**Required task:** Rescale the rows in the stretch from the line containing "the sweater sleeve." through the line containing "[157,908,652,1080]", both ends included, and write out only those lines again, requests and all. Multiply every bounding-box coordinate in the answers by 2.5 and round to whole numbers, with halves rounded up, leaving the requests unchanged.

>>>>>

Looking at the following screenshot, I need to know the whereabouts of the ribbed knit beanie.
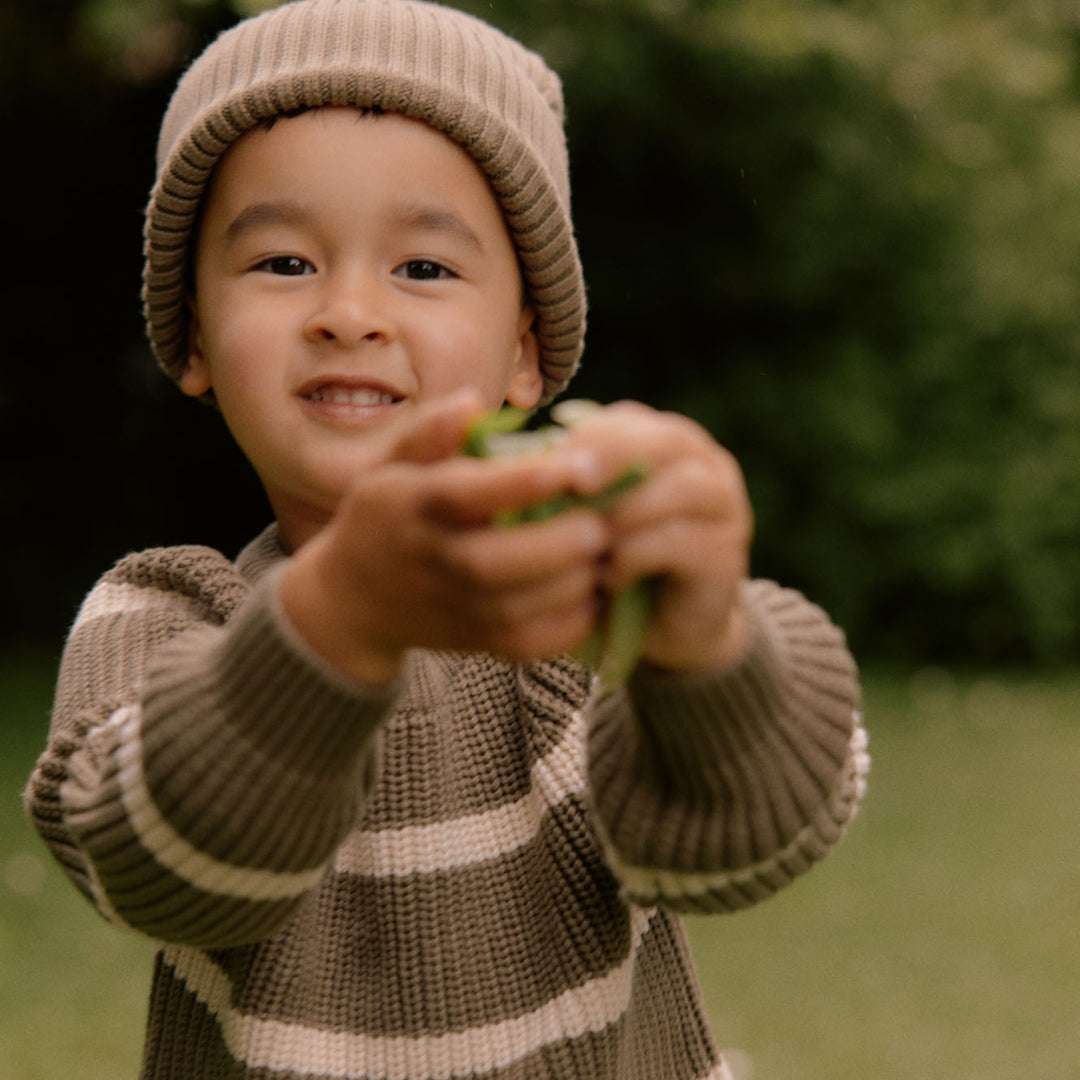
[143,0,585,401]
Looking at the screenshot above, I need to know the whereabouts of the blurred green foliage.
[0,0,1080,662]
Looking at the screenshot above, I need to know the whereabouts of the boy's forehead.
[206,108,510,254]
[143,0,586,400]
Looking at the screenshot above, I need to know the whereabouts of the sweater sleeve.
[25,548,393,947]
[589,581,869,912]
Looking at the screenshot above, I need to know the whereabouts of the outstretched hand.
[564,402,753,671]
[281,394,609,684]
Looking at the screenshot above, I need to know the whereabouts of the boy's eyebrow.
[225,201,311,240]
[225,200,484,254]
[391,203,484,254]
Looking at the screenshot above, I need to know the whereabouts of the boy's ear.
[177,296,212,397]
[507,303,543,409]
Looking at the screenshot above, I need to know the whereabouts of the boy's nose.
[303,275,393,348]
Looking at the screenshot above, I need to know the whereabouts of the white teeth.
[309,387,395,405]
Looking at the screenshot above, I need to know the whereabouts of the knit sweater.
[26,518,867,1080]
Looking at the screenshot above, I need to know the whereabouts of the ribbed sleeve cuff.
[590,582,865,899]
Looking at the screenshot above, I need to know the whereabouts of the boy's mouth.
[303,387,401,405]
[299,377,405,426]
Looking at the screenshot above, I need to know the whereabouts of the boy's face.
[180,108,542,529]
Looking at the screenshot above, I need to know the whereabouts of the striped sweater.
[26,529,867,1080]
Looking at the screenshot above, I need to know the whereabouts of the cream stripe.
[597,713,870,903]
[335,712,585,877]
[72,581,193,631]
[109,705,325,901]
[157,908,652,1080]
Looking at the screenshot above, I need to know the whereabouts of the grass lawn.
[0,653,1080,1080]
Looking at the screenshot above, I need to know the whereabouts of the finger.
[388,390,481,464]
[442,511,609,590]
[566,402,717,495]
[608,447,753,533]
[424,448,594,525]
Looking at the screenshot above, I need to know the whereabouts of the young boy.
[27,0,867,1080]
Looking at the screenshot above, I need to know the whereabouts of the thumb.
[388,390,483,464]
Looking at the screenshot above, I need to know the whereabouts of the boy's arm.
[589,581,869,912]
[26,548,395,946]
[544,403,868,910]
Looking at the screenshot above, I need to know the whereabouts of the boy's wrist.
[278,544,405,686]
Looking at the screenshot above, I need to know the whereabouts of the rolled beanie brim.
[143,0,585,401]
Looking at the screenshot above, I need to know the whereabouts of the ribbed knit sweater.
[26,518,867,1080]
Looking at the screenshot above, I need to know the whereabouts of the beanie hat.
[143,0,585,402]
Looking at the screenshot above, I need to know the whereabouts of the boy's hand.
[281,395,610,684]
[564,402,753,671]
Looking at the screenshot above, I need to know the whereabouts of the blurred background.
[0,0,1080,1080]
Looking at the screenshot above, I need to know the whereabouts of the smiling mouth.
[305,387,402,406]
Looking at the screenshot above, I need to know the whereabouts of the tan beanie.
[143,0,585,401]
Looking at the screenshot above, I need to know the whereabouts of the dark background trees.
[0,0,1080,663]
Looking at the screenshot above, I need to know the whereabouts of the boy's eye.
[396,259,455,281]
[255,255,315,278]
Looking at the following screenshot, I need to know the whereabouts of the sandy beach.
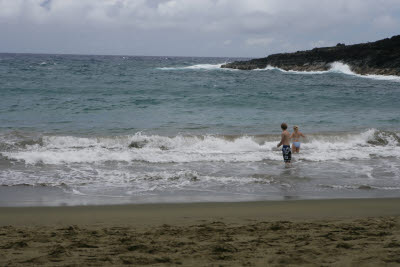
[0,199,400,266]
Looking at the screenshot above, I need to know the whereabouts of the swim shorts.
[293,142,300,148]
[282,145,292,162]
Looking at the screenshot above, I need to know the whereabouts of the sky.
[0,0,400,57]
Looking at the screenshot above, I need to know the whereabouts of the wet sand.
[0,199,400,266]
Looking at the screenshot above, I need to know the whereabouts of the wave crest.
[0,129,400,164]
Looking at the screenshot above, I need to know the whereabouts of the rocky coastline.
[221,35,400,76]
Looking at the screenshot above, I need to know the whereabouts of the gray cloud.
[0,0,400,57]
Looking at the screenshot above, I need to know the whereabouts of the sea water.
[0,54,400,206]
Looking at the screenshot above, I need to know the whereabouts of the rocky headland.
[221,35,400,76]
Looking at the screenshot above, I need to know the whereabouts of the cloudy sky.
[0,0,400,57]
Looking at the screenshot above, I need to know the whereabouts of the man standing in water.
[277,123,292,166]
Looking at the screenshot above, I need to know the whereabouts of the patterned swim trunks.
[282,146,292,163]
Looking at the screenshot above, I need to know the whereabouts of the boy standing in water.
[277,123,292,166]
[290,125,305,153]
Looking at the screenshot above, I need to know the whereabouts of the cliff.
[221,35,400,76]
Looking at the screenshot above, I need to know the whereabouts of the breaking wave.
[257,62,400,82]
[0,129,400,164]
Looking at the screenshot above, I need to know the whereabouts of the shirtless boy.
[290,125,305,153]
[277,123,292,166]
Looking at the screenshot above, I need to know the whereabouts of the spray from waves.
[257,62,400,82]
[0,129,400,164]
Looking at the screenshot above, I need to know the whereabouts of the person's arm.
[276,133,285,147]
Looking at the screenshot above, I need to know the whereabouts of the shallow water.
[0,54,400,206]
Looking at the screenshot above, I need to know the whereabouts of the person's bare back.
[277,123,292,166]
[278,130,290,147]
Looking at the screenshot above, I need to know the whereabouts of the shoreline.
[0,198,400,226]
[0,198,400,266]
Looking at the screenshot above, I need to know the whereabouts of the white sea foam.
[1,129,400,164]
[257,62,400,82]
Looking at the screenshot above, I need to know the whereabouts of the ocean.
[0,54,400,206]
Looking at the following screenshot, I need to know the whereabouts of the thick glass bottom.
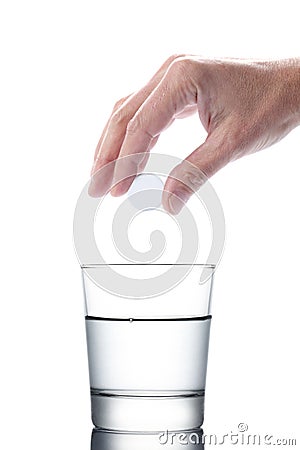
[91,389,204,432]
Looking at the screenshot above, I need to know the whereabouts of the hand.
[89,55,300,214]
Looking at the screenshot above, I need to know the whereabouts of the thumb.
[162,135,230,215]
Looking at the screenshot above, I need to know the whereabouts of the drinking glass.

<<<<<

**The solution:**
Looking at the screenshot above, I need to know the whereabouts of the sweater sleeve.
[63,1370,983,2368]
[1473,1453,2173,2280]
Looking at the screenshot above, I need to know the whereabouts of the outstretched hand.
[1410,1005,1883,1678]
[703,985,1523,1710]
Looking at the screenshot above, I need to know the whereabouts of the boy's eyebrow.
[563,503,778,600]
[563,500,1210,635]
[978,508,1210,635]
Looking at the screenshot above, I need to know the whereabouts of the boy's ear.
[443,740,530,993]
[1268,758,1358,1023]
Looking at the screenshot above, I need to know the whereabouts of the boy's nose.
[758,688,983,870]
Looking at the screenshot above, I need to know the whereabouts of the white teeth.
[773,968,988,1013]
Looking at the screenshot above, I need to know the whereabouts of the knit sweater.
[65,1295,2168,2700]
Looking at the screenshot above, I need to know the whereabouts of the ribbed sleeve cuff.
[1475,1455,2163,2248]
Looking at the screenshot above, I need to know the whereabouts of the boy's mouth.
[758,968,1003,1013]
[748,943,1013,1065]
Looking at the screenshot above, I need to know the whereabouts of the boy's face.
[450,270,1355,1323]
Looking at the screenshot above, I need to know the whereabouts of the striped sweater.
[65,1323,2168,2700]
Looking at the screenshot above, I need to know the whereabouts of the cream stripe.
[1493,1783,2175,2258]
[838,1780,1463,2193]
[180,1453,483,1578]
[273,1763,813,2253]
[393,2270,1630,2700]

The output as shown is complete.